Count every line in the entries that contains "lamp". Report that count alone.

(DATA IN THIS EXERCISE Opens)

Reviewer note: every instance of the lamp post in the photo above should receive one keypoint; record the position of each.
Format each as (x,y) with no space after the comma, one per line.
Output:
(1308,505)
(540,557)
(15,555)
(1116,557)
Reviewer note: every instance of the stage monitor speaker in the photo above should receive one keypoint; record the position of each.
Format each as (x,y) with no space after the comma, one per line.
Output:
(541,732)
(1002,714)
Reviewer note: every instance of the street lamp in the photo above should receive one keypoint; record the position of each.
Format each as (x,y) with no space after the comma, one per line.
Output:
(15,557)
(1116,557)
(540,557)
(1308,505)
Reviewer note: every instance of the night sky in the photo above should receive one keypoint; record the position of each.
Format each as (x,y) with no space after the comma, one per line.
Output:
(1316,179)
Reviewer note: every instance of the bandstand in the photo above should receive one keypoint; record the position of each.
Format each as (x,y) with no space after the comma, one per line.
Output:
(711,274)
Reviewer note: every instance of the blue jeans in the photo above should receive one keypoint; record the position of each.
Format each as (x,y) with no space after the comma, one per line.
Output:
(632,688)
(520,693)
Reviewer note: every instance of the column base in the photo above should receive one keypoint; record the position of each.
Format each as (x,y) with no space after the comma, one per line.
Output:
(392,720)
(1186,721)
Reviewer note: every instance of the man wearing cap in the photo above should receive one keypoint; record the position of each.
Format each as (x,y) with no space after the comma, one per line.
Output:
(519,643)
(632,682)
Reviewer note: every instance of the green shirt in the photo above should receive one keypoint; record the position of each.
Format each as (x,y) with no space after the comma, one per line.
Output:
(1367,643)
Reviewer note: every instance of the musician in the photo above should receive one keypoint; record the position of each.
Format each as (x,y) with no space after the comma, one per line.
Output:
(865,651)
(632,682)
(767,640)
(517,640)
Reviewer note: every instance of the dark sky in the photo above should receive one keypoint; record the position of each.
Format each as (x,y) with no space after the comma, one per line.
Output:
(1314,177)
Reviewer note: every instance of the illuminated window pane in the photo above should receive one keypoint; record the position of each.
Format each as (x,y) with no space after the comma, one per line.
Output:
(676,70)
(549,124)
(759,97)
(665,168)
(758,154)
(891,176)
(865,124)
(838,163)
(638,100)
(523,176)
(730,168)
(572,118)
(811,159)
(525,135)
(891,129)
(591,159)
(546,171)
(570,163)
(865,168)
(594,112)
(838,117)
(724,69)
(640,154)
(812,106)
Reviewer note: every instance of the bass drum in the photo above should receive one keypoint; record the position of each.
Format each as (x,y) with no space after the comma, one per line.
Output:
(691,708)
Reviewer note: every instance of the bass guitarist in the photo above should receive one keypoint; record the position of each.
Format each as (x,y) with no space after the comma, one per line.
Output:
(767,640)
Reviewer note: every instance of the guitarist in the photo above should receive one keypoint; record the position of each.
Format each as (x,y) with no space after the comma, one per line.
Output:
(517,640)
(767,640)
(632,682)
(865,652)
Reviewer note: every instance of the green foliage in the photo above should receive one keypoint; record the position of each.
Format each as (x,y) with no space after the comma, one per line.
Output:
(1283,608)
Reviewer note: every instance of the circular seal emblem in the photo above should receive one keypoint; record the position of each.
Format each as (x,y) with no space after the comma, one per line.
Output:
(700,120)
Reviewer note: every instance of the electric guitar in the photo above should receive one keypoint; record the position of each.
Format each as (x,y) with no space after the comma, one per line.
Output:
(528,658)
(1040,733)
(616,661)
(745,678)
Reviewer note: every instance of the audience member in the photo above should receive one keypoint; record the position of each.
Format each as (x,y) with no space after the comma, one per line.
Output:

(DATA IN THIS EXERCISE Closes)

— RESULT FOR THIS EXERCISE —
2